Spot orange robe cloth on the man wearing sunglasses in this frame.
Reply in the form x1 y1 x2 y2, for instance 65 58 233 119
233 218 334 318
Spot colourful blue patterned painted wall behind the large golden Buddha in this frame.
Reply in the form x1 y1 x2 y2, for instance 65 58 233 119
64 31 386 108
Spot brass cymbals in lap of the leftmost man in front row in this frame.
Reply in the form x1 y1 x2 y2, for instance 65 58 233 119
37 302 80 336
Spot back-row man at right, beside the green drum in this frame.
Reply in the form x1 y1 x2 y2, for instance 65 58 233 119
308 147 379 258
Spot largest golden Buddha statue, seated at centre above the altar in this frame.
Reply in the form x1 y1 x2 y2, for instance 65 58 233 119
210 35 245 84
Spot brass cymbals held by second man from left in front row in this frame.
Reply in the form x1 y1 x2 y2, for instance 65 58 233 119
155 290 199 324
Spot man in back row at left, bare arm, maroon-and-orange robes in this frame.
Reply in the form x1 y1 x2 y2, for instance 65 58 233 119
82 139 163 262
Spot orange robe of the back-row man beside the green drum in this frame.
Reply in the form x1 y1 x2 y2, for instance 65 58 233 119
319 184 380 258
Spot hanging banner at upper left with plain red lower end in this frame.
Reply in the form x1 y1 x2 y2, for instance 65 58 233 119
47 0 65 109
____________________
_Task to carry out:_ What you give back should be the lines from the one with "Spot man in" to the end of the data, copied exactly, both ends included.

_Response for this exercise:_
Spot man in back row at left, bare arm, maroon-and-orange robes in this frame.
Reply in the form x1 y1 x2 y2, for instance 65 58 233 119
82 139 163 262
Spot orange robe of the back-row man beside the green drum in this frame.
Reply in the form x1 y1 x2 y2, for instance 65 58 233 119
319 184 380 258
Spot hanging banner at upper left with plain red lower end in this frame.
Reply in the form x1 y1 x2 y2, for instance 65 58 233 119
47 0 65 109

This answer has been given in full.